§ ACTIVITY
Only the lines from the one containing "Reviewer check: make sure each instance of the white eye" through the end of the listing below belong in your answer; retype them exactly.
START DATA RECORDS
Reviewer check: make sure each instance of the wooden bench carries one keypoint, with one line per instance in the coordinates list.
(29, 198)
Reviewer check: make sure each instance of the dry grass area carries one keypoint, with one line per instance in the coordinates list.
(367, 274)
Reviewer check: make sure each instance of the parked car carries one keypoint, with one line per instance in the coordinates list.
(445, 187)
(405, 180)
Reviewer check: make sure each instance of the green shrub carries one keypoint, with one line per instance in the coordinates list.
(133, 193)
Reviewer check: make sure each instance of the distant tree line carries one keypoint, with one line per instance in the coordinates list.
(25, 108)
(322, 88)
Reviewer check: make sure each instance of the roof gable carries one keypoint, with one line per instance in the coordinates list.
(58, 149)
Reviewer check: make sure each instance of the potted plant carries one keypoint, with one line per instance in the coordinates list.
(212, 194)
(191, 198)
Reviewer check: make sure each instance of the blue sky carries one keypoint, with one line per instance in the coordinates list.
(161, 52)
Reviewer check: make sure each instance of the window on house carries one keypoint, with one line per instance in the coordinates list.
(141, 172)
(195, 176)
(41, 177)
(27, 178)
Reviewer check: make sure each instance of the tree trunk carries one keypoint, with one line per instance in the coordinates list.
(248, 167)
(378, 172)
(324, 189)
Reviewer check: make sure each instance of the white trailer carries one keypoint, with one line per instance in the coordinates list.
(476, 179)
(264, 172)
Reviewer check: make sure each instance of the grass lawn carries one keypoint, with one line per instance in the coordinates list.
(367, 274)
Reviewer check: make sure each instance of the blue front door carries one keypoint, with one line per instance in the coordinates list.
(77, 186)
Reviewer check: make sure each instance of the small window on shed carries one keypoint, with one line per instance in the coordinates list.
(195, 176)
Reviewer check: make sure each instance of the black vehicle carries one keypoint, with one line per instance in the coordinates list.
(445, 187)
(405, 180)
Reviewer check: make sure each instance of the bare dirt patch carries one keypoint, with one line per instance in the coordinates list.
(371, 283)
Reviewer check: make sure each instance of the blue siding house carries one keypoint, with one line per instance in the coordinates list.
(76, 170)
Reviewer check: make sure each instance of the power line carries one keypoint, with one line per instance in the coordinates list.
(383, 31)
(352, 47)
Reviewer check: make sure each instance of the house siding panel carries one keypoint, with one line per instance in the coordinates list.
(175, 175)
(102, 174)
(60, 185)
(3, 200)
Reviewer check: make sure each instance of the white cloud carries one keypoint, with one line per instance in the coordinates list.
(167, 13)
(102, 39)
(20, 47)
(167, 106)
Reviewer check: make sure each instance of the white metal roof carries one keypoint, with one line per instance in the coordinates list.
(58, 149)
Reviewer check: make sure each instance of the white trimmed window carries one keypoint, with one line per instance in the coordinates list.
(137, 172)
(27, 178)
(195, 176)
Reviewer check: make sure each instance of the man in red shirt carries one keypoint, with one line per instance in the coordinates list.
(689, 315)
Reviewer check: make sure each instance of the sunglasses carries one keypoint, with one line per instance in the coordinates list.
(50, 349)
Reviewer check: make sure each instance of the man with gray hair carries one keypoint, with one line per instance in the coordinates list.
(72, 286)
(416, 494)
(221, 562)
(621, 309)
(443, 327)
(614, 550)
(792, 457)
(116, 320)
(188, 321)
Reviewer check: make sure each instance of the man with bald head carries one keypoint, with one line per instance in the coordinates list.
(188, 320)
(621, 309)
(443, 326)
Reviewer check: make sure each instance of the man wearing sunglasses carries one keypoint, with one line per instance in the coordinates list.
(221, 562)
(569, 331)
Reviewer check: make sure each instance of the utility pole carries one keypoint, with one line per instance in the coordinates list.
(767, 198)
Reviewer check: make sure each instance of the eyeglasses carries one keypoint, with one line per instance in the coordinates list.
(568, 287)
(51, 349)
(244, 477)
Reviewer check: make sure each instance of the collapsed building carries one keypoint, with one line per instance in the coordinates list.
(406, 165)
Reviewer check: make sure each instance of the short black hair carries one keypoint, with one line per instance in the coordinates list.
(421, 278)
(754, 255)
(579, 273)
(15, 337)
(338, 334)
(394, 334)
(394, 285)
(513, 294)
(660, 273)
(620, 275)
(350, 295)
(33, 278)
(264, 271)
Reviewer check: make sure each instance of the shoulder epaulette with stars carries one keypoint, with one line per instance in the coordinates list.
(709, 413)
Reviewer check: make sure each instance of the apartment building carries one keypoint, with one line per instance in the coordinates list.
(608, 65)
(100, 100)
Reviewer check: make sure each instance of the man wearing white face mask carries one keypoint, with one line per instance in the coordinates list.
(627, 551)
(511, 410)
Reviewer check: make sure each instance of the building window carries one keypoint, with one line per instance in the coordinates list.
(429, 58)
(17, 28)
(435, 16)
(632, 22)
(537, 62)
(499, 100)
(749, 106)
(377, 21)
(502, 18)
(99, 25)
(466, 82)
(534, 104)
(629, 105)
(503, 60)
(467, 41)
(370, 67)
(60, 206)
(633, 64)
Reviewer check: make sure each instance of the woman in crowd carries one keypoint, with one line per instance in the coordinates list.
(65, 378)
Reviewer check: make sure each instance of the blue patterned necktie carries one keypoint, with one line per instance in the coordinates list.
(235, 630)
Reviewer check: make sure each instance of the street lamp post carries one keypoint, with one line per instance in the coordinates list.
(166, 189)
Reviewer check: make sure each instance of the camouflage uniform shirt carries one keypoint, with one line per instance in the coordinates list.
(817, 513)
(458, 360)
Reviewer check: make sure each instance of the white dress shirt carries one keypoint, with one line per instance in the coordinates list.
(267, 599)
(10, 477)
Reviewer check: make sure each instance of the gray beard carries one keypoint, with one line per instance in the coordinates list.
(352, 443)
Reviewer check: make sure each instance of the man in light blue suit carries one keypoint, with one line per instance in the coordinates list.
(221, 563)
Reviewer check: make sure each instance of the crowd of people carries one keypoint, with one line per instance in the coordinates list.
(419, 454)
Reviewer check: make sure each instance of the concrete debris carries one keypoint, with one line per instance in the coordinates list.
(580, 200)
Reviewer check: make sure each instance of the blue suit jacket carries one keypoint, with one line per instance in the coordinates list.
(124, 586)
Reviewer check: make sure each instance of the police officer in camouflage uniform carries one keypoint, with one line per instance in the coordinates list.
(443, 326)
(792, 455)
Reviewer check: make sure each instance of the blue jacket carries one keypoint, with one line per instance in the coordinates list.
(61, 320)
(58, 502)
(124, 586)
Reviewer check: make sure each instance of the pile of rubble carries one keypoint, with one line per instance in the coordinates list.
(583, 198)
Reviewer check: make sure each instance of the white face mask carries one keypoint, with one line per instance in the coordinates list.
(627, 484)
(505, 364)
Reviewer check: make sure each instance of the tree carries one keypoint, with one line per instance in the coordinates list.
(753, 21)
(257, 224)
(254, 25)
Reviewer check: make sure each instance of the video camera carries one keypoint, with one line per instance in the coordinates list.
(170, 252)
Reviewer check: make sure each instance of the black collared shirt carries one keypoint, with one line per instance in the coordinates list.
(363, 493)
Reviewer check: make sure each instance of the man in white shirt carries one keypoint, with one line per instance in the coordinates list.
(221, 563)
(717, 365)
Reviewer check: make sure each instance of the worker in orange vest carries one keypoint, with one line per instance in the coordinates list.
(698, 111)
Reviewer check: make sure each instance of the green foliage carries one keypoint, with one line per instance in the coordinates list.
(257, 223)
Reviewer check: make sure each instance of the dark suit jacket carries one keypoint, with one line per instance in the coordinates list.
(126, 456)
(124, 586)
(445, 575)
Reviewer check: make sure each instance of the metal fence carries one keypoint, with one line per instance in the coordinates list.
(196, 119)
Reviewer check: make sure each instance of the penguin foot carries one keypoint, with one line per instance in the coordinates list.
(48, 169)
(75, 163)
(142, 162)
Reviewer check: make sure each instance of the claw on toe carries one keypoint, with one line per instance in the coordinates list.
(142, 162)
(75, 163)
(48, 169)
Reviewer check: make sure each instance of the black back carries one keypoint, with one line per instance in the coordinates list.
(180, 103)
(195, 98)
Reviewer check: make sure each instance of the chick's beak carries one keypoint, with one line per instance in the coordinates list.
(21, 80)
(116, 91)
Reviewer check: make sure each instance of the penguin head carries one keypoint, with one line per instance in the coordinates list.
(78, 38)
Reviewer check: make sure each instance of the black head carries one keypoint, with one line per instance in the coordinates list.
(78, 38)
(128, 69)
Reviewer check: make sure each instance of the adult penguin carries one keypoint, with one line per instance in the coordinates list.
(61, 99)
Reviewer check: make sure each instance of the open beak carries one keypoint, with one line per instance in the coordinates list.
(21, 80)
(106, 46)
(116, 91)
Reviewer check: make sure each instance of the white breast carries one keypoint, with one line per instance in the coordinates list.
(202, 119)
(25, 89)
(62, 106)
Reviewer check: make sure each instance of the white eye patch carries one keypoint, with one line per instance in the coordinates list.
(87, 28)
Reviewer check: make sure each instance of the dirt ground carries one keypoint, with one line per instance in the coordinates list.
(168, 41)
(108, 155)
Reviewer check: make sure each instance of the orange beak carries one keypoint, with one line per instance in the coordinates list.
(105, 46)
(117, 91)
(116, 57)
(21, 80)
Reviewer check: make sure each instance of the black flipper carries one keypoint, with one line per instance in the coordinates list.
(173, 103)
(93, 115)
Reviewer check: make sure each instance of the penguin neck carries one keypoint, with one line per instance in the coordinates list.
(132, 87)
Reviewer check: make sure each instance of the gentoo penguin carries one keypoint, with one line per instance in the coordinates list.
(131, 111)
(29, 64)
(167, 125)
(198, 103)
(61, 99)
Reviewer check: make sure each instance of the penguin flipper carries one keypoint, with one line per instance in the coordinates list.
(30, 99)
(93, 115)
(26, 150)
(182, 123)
END DATA RECORDS
§ RESPONSE
Reviewer check: make sure each instance of the white eye patch carries one keypoint, with one line per instance in the coordinates list.
(87, 28)
Reviewer check: make sure each instance of the dirt ground carries one keypoint, with one line per instance in the coordinates list.
(168, 41)
(108, 155)
Reviewer check: make sure each instance of the orange beak carries one keypoint, with one line per instance in the coordinates list.
(105, 46)
(117, 91)
(116, 57)
(21, 80)
Reviewer check: make sure each instance of the black flipper carries one keypoint, with one line per instance in the coordinates list.
(173, 103)
(93, 115)
Reviewer check: make sure each instance of the penguin neck carries one keypoint, with one line per instance in the coordinates list.
(132, 87)
Reviewer check: make sure each instance of the gentoo penguin carries one keypoint, with one line per instance in the coordinates list.
(131, 111)
(29, 64)
(167, 125)
(198, 103)
(61, 99)
Reviewer check: make sure each instance of the penguin flipper carries one keypoint, with one line per instance in the coordinates list.
(30, 99)
(93, 115)
(26, 150)
(182, 123)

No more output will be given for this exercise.